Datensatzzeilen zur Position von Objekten
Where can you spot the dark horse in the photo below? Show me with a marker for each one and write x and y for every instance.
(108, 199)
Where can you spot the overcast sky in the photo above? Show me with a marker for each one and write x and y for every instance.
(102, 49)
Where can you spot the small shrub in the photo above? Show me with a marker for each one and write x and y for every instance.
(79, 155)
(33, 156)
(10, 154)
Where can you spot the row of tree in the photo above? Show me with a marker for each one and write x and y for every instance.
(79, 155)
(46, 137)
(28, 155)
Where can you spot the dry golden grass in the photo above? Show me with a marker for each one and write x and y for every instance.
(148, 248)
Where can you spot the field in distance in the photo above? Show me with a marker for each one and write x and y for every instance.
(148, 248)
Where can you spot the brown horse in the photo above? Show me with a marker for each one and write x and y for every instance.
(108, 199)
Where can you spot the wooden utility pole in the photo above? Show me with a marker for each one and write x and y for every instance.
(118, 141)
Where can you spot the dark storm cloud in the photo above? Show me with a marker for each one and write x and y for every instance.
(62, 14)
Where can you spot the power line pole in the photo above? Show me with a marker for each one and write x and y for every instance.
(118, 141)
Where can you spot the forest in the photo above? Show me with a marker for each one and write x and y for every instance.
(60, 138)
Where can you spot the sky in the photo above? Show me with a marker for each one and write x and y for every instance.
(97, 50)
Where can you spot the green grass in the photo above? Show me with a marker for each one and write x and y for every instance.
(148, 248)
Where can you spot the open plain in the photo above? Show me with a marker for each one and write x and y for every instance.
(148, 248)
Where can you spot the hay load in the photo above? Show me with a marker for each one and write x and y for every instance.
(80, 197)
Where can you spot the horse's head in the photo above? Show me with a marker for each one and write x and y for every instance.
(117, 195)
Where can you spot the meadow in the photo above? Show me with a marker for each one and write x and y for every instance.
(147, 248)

(Aufgabenstellung) Formatiere das gesamte Material Zeile für Zeile als nummerierte Liste und lass dabei alle Leerzeilen weg.

(Das Ergebnis)
1. Where can you spot the dark horse in the photo below? Show me with a marker for each one and write x and y for every instance.
2. (108, 199)
3. Where can you spot the overcast sky in the photo above? Show me with a marker for each one and write x and y for every instance.
4. (102, 49)
5. Where can you spot the small shrub in the photo above? Show me with a marker for each one and write x and y for every instance.
6. (79, 155)
7. (33, 156)
8. (10, 154)
9. Where can you spot the row of tree in the photo above? Show me with a marker for each one and write x and y for every instance.
10. (79, 155)
11. (46, 137)
12. (28, 155)
13. Where can you spot the dry golden grass in the photo above? Show me with a marker for each one and write x and y for every instance.
14. (148, 248)
15. Where can you spot the field in distance in the photo above? Show me with a marker for each one and write x and y for every instance.
16. (148, 248)
17. Where can you spot the brown horse in the photo above? Show me with a marker for each one and write x and y for every instance.
18. (108, 199)
19. Where can you spot the wooden utility pole in the photo above? Show me with a marker for each one and write x and y for every instance.
20. (118, 141)
21. Where can you spot the dark storm cloud in the photo above? Show me with a marker for each one and write x and y for every instance.
22. (62, 14)
23. Where can you spot the power line pole in the photo above? Show me with a marker for each one and write x and y for every instance.
24. (118, 141)
25. Where can you spot the forest in the photo above? Show me with a marker for each one and write x and y for every instance.
26. (60, 138)
27. Where can you spot the sky in the photo above? Show me with a marker for each one and write x and y for every instance.
28. (97, 50)
29. Where can you spot the green grass in the photo above? Show me with a marker for each one and write x and y for every instance.
30. (148, 248)
31. Where can you spot the open plain in the photo above? Show me with a marker for each one and write x and y for every instance.
32. (148, 248)
33. Where can you spot the hay load in the photo above? Show me with a marker for each one and write x and y for every instance.
34. (80, 197)
35. Where can you spot the horse's head in the photo above? Show me with a marker for each one and write x and y for every instance.
36. (117, 195)
37. Where can you spot the meadow in the photo above? Show me with a marker for each one and write x and y for every instance.
38. (147, 248)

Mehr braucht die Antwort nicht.